** Opening Selected text block **
Alcohol makes rats more vulnerable to compulsive cocaine use. Getty Images

Alcohol may make people more vulnerable to compulsive cocaine use, according to an animal study.

In the recent study, rats who were given alcohol for 10 days prior to being offered cocaine demonstrated enhanced cocaine addiction behaviour, to the point where they continued consuming the drug despite being given an electric shock when they did so.

The results, published in the journal Science Advances, suggest that alcohol increases compulsive cocaine use by helping to break down an important protein that acts as a molecular brake pad inside the reward circuitry of the brain.

While cocaine addiction is commonly preceded by the use of other substances, the biological mechanisms by which these contribute to the subsequent addiction is only now beginning to be understood.

Less than a quarter of cocaine users become compulsive takers, a progression that is thought to be determined by both genetic and environmental factors.
** Closing Selected text block **
● What to do
**1.** Extract the passage of the article on alcohol and cocaine that opens with the words containing "Alcohol may make" and closes with "to be understood.".
**2.** How would you summarize the article on alcohol and cocaine in two sentences?
**3.** Can you carry on the article about alcohol and compulsive cocaine use from where it stops?
The records below this note come from a separate, unrelated source.
** Opening Information supplied block **
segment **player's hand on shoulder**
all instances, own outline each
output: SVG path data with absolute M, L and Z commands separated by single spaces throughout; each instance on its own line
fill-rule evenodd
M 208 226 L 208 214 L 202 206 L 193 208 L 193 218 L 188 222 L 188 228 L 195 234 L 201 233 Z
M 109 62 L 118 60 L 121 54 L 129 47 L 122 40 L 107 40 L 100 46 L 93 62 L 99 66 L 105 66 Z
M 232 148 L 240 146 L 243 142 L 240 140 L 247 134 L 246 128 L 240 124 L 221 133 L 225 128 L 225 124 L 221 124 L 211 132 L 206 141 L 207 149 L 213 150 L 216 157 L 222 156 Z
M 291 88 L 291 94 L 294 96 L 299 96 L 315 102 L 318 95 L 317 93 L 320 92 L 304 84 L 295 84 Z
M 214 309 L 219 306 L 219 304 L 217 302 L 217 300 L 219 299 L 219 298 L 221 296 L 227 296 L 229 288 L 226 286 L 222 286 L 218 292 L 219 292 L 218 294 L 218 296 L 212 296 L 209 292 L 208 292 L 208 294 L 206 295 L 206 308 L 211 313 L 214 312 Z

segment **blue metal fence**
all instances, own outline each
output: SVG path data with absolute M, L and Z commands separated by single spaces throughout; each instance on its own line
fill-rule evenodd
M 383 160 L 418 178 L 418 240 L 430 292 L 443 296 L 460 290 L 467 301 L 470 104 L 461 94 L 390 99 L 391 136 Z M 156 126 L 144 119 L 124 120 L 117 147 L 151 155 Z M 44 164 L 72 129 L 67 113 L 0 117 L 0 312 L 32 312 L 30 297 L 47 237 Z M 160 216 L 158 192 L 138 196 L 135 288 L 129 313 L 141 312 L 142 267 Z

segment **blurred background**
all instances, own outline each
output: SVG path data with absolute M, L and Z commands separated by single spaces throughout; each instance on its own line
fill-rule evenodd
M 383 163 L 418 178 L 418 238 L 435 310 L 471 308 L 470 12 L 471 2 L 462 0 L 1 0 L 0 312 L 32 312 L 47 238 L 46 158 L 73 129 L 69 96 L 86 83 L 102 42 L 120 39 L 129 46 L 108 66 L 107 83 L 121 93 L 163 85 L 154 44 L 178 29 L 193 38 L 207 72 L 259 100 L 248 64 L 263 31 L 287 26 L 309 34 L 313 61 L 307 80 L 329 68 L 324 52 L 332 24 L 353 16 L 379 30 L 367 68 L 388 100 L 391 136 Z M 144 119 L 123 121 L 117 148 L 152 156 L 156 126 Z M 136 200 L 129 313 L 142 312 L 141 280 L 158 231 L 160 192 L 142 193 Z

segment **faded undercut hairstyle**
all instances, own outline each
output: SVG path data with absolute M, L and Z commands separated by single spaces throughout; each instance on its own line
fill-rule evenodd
** Closing Information supplied block **
** Opening Information supplied block **
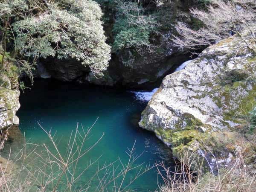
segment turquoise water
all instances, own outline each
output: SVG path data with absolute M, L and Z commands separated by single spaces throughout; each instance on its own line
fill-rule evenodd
** Closing Information supplied block **
● Per-task outputs
**1.**
Alcohol may make people more vulnerable to compulsive cocaine use, according to an animal study.

In the recent study, rats who were given alcohol for 10 days prior to being offered cocaine demonstrated enhanced cocaine addiction behaviour, to the point where they continued consuming the drug despite being given an electric shock when they did so.

The results, published in the journal Science Advances, suggest that alcohol increases compulsive cocaine use by helping to break down an important protein that acts as a molecular brake pad inside the reward circuitry of the brain.

While cocaine addiction is commonly preceded by the use of other substances, the biological mechanisms by which these contribute to the subsequent addiction is only now beginning to be understood.

**2.** In an animal study, rats given alcohol for 10 days before being offered cocaine showed stronger cocaine addiction behavior, continuing to take the drug even when it brought an electric shock. The results, published in Science Advances, suggest that alcohol increases compulsive cocaine use by helping to break down a protein that acts as a molecular brake in the brain's reward circuitry.

**3.**
"Most people who use an illicit drug do not go on to develop addiction," said Edmund Griffin from Columbia University Medical Center. "Our study helps us to understand how an early exposure to something like alcohol can actually tip the balance and increase a person's vulnerability to developing addiction."

The researchers compared the behaviour of rats that were given alcohol before being administered cocaine, to rats which were only given cocaine, or both drugs simultaneously.

"One group gets alcohol before starting cocaine and the other group just gets a water bottle for two hours a day before starting cocaine," Griffin said. "And what we found is that the animals in the alcohol priming group, they had enhanced behavioural responses. We looked not only at how much cocaine they used but also will they continue to use the drug even if you have a negative consequence, like a foot shock."

The rats who were administered alcohol before were found to be more persistent in seeking cocaine subsequently. These rats pressed a lever to try and release cocaine an average of 58 times during a period of the experiment when no drugs were being provided. By comparison, rats who were not given alcohol previously only pressed the lever 18 times.

Interestingly, prior cocaine use had no effect on the rats' preference for alcohol.